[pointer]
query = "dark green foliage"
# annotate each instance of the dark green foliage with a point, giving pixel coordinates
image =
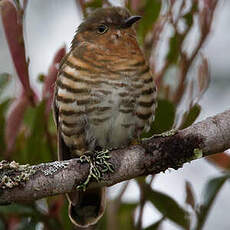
(164, 118)
(35, 140)
(169, 208)
(190, 116)
(151, 13)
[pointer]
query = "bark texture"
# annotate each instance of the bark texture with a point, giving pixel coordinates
(152, 156)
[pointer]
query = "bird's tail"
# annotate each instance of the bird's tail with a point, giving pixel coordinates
(86, 208)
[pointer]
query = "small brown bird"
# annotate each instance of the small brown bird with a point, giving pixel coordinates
(104, 98)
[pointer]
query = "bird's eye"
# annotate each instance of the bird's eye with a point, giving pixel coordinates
(102, 29)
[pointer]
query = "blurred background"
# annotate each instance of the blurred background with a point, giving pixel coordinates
(50, 24)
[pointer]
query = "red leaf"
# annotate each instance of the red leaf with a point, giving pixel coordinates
(14, 121)
(221, 160)
(12, 24)
(48, 89)
(135, 4)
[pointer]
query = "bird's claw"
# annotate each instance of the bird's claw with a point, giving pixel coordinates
(99, 164)
(169, 133)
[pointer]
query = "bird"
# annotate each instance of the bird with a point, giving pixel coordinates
(105, 97)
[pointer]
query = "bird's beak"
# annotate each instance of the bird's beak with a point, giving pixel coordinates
(129, 21)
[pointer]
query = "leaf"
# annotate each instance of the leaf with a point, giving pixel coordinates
(4, 80)
(156, 225)
(14, 121)
(27, 224)
(37, 137)
(221, 160)
(12, 25)
(210, 192)
(3, 107)
(64, 216)
(190, 116)
(189, 15)
(174, 49)
(126, 215)
(49, 83)
(17, 209)
(94, 4)
(151, 13)
(164, 118)
(169, 208)
(190, 198)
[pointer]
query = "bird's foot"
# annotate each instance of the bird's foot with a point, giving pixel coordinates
(169, 133)
(98, 162)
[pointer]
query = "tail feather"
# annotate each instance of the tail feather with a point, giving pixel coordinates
(85, 208)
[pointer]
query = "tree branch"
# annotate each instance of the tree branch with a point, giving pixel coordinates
(26, 183)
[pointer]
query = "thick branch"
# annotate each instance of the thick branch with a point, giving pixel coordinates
(152, 156)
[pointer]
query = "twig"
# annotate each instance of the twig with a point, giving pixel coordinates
(154, 155)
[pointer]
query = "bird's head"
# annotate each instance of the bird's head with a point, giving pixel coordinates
(107, 28)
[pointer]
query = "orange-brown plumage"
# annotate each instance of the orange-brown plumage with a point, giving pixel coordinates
(105, 97)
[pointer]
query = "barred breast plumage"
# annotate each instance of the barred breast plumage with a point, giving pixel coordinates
(103, 103)
(105, 95)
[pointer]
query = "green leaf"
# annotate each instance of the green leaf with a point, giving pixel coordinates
(189, 15)
(2, 225)
(156, 225)
(126, 215)
(3, 107)
(94, 4)
(37, 146)
(190, 116)
(174, 49)
(190, 197)
(4, 80)
(27, 224)
(210, 192)
(151, 13)
(169, 208)
(64, 216)
(17, 209)
(164, 118)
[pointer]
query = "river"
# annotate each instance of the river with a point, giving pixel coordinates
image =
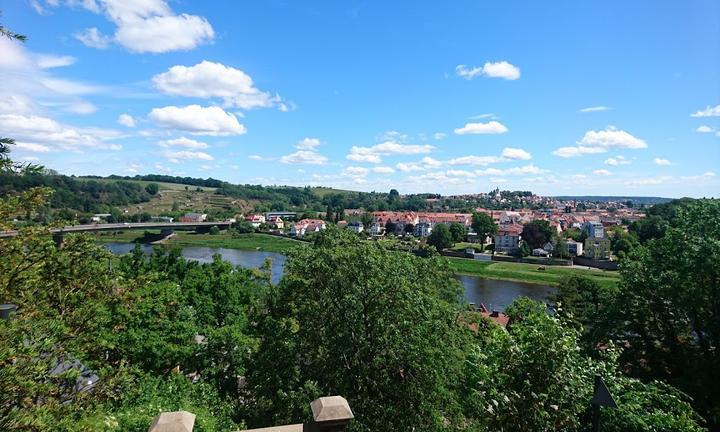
(495, 294)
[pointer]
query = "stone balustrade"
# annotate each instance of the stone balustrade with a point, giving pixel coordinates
(330, 414)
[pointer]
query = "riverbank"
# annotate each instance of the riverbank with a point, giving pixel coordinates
(258, 242)
(528, 272)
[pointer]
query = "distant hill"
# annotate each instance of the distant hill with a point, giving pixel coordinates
(601, 199)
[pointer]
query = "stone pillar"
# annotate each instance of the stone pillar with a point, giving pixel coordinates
(331, 413)
(177, 421)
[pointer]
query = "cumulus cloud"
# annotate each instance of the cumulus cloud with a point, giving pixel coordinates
(306, 157)
(601, 141)
(307, 144)
(383, 170)
(598, 108)
(32, 130)
(146, 26)
(126, 120)
(198, 120)
(179, 156)
(92, 38)
(617, 160)
(516, 154)
(704, 129)
(388, 148)
(214, 80)
(707, 112)
(183, 142)
(500, 69)
(491, 127)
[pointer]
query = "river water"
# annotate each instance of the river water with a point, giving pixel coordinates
(495, 294)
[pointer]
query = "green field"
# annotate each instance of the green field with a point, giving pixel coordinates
(529, 272)
(260, 242)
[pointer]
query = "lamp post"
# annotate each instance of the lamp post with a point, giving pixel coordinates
(601, 397)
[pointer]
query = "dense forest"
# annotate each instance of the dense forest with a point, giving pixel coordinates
(101, 342)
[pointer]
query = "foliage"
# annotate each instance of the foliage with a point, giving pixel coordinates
(537, 233)
(457, 231)
(374, 325)
(483, 225)
(440, 237)
(667, 307)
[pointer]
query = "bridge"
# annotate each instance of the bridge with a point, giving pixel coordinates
(166, 227)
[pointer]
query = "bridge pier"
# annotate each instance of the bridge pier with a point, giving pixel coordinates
(59, 239)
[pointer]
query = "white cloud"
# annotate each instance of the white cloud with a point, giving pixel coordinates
(383, 170)
(516, 154)
(32, 147)
(601, 141)
(598, 108)
(708, 112)
(306, 157)
(214, 80)
(54, 135)
(369, 158)
(126, 120)
(48, 61)
(705, 176)
(92, 38)
(476, 160)
(500, 69)
(388, 148)
(523, 170)
(81, 107)
(146, 26)
(649, 181)
(424, 164)
(356, 171)
(183, 142)
(198, 120)
(616, 161)
(491, 127)
(178, 156)
(307, 144)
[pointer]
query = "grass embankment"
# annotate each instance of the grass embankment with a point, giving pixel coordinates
(261, 242)
(529, 272)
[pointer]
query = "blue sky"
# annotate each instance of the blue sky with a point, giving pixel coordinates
(560, 98)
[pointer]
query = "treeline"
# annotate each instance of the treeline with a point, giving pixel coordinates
(89, 196)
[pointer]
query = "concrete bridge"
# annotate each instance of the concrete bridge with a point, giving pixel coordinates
(166, 227)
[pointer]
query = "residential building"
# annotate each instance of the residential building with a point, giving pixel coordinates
(594, 229)
(574, 248)
(597, 248)
(423, 229)
(507, 239)
(307, 226)
(357, 227)
(275, 222)
(193, 217)
(255, 220)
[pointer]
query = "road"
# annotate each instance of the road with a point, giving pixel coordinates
(126, 226)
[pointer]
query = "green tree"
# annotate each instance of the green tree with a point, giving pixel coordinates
(440, 237)
(335, 327)
(152, 188)
(457, 231)
(666, 308)
(483, 225)
(537, 233)
(534, 377)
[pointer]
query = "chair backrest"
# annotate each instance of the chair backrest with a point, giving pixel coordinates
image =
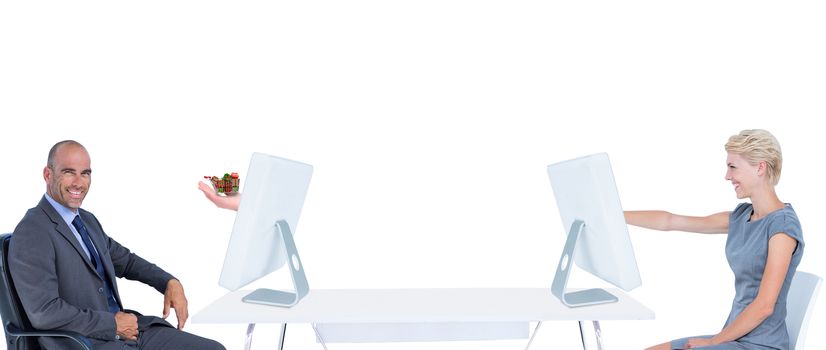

========================================

> What to produce:
Scan the records above for the string "dark", then copy each line where it turns up.

> Output:
query = "dark green foliage"
# annotate each instance of the dark green foliage with a point, giving pixel coordinates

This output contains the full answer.